What you are asked to do: Reproduce word for word the passage of the article on reducing window condensation, starting at "Your home does" and ending at "and wall vents.".

How to reduce window condensation and keep the warmth in your home this winter

Now the winter months are upon us our thoughts turn to making our homes cosy, energy efficient and draught free.

Draught-proofing and ventilation

Draught-proofing your home is one of the cheapest and most effective ways to save energy and money. There should be some controlled ventilation to help reduce condensation and damp, letting fresh air in when required. Sealing off any unwanted gaps that let the warm air out and the cold air in will help you use less energy to heat your home.

Your home does need some form of ventilation – Westcoast composite windows can be fitted with Trickle Vents which let fresh air trickle in when needed. Other forms of ventilation that shouldn’t be blocked or sealed include extractor fans in kitchens, bathrooms and utility rooms, under-floor grilles or air bricks and wall vents.

(Rows from a dataset)
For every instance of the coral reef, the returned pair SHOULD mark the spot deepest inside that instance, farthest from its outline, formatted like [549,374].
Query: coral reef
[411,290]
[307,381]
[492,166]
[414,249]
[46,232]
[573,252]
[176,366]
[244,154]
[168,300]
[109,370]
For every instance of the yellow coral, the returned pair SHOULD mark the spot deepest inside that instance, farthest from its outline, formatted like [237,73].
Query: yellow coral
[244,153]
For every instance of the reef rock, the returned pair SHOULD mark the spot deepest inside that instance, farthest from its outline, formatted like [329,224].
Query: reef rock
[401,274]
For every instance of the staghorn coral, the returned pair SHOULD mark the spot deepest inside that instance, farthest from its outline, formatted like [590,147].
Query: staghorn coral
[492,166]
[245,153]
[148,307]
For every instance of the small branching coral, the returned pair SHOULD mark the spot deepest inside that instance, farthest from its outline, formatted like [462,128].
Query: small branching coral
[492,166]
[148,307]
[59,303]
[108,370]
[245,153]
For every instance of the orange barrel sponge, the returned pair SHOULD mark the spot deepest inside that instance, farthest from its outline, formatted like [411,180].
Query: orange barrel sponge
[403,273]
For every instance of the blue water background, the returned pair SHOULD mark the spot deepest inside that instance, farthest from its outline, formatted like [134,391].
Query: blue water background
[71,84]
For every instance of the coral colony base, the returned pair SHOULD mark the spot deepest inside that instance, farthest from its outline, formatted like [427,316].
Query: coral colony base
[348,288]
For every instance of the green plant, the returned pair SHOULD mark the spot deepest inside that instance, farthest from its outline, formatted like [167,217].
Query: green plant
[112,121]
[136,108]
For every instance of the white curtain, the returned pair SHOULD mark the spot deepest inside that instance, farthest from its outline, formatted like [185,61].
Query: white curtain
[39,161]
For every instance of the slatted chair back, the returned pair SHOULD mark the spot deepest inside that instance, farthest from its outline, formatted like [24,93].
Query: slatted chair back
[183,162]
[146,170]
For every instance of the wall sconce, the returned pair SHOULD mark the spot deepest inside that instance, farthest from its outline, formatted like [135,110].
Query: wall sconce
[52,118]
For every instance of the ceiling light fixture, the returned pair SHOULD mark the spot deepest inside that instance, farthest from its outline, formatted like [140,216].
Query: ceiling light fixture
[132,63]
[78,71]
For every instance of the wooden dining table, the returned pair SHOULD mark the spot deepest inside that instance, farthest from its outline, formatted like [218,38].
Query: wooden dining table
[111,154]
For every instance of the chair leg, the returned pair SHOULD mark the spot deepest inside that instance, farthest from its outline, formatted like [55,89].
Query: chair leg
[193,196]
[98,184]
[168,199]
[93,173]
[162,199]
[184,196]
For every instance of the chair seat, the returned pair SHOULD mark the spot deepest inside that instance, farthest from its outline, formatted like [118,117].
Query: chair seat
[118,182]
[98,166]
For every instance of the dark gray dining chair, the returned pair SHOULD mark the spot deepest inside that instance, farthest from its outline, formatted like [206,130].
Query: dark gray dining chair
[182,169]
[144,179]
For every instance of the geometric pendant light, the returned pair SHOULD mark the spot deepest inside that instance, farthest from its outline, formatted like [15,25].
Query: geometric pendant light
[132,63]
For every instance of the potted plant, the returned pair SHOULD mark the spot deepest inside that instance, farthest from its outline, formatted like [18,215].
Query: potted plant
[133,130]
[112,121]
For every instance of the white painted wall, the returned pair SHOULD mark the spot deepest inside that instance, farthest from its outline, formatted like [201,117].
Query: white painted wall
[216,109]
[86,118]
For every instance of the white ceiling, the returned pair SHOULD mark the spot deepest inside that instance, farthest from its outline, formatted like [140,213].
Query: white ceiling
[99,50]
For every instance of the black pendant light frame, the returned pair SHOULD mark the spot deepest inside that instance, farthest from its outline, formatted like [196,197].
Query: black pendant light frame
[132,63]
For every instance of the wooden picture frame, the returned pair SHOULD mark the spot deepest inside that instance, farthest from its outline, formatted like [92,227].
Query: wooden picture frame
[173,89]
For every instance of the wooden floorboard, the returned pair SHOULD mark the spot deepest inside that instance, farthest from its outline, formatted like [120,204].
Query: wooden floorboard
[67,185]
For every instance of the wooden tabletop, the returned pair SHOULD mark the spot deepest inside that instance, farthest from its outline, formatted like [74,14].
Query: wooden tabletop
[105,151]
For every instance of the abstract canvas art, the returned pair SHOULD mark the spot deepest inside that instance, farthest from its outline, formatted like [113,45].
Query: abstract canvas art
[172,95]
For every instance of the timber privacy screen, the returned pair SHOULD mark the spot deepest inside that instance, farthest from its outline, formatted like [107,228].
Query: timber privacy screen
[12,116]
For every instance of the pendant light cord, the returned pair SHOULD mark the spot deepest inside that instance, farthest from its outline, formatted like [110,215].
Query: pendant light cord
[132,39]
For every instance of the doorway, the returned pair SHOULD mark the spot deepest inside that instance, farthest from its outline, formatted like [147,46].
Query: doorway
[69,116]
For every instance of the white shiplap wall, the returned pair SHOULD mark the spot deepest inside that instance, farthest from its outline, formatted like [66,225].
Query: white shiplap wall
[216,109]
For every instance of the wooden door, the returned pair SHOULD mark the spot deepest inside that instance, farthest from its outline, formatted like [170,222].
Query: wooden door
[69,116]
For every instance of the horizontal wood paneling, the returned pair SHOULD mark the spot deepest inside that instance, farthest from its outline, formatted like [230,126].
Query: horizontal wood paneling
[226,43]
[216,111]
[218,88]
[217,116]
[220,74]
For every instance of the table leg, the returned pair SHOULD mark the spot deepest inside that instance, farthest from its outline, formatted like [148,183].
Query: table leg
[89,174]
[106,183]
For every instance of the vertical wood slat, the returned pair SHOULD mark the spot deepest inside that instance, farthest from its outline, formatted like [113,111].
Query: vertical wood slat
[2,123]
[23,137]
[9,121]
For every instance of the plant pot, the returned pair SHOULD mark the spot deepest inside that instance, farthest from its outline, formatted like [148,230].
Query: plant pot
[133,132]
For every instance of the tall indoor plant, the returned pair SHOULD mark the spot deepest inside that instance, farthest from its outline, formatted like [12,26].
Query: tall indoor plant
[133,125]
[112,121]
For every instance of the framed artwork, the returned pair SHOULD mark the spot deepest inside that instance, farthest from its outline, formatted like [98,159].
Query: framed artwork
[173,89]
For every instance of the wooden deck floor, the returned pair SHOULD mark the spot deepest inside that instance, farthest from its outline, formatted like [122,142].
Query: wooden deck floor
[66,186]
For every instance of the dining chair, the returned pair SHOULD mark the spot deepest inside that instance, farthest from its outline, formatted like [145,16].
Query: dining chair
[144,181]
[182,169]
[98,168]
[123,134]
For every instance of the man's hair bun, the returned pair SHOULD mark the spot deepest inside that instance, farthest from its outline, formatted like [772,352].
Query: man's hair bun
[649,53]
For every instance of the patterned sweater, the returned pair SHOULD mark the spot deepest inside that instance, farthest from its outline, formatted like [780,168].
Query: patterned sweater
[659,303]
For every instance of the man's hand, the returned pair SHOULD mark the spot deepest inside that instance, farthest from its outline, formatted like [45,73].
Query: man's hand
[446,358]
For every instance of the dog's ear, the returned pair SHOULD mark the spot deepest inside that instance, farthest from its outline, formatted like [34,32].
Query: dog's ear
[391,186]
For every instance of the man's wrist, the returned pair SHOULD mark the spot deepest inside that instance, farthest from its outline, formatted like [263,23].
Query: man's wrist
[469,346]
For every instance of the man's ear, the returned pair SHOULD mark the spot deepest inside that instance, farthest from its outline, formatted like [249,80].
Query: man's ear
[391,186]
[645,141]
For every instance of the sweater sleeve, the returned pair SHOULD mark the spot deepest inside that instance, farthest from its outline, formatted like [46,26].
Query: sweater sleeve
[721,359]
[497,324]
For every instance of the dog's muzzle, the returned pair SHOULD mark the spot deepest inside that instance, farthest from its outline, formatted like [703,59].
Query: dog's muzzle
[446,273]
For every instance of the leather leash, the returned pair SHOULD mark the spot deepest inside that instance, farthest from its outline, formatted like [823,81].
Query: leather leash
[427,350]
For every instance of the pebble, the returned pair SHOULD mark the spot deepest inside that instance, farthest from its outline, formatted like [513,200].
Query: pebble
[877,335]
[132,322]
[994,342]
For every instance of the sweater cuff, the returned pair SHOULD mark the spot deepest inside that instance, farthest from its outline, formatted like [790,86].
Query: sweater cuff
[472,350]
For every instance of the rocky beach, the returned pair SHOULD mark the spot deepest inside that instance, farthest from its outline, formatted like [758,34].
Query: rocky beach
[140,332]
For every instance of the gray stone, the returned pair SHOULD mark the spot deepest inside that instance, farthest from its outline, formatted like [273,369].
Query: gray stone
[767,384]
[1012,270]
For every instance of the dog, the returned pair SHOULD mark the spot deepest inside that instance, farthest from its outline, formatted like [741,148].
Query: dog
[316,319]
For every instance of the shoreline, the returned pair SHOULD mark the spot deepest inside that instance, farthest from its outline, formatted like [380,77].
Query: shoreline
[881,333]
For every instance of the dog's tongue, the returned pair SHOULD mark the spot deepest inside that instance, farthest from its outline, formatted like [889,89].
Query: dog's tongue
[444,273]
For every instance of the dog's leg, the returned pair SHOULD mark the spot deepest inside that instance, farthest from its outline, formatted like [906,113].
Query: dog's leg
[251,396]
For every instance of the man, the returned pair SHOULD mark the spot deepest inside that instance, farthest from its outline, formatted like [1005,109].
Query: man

Exercise answer:
Your home does need some form of ventilation – Westcoast composite windows can be fitted with Trickle Vents which let fresh air trickle in when needed. Other forms of ventilation that shouldn’t be blocked or sealed include extractor fans in kitchens, bathrooms and utility rooms, under-floor grilles or air bricks and wall vents.